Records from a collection

┌────────

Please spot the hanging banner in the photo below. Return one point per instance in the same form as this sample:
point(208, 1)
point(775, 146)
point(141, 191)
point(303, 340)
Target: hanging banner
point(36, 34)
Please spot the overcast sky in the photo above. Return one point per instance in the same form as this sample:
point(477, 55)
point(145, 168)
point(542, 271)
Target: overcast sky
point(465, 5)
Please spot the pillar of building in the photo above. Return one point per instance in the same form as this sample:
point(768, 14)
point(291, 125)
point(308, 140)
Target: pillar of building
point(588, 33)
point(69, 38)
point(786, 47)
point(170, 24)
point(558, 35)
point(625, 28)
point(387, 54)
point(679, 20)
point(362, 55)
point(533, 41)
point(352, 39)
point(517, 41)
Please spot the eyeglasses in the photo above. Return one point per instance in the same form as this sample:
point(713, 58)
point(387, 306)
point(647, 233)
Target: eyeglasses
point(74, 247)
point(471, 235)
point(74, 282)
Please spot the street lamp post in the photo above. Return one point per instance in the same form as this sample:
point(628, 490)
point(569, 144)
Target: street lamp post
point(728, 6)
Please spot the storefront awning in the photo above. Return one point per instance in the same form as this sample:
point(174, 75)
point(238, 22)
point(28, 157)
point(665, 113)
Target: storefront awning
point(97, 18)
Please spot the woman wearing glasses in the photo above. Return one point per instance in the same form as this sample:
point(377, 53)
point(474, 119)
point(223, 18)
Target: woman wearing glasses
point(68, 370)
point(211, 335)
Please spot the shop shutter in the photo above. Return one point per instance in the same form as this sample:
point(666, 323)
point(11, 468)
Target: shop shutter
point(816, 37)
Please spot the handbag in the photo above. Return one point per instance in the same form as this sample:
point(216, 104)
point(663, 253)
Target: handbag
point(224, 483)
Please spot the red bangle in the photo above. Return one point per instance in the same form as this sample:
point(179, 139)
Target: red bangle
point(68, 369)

└────────

Within the entries, find all lines holding "sample" and copy each one.

Please spot the hanging banner in the photo below. Return one point per instance in the same form as this sample:
Please spot the overcast sky in the photo above. Return one point per instance in the same form as this sample:
Please spot the pillar of building in the photo above. Return one point per instance in the same form as this sample:
Please spot the eyeglasses in the photo above. Return one point per instance in the same form as this sample:
Please spot the street lamp post in the photo above. Return one point per instance in the same form as this sample:
Please spot the storefront awning in the photo above. Return one point per instance in the same form as this sample:
Please spot the woman wearing glasses in the photo above. Return one point per instance in the same form as this sample:
Please spot the shop shutter in the photo above. Return one point per instance in the same form as this sample:
Please spot the handbag in the photo above. Return one point per instance in the same form as this sample:
Please spot the red bangle in the photo above. Return one point per instance in the same form as this sample:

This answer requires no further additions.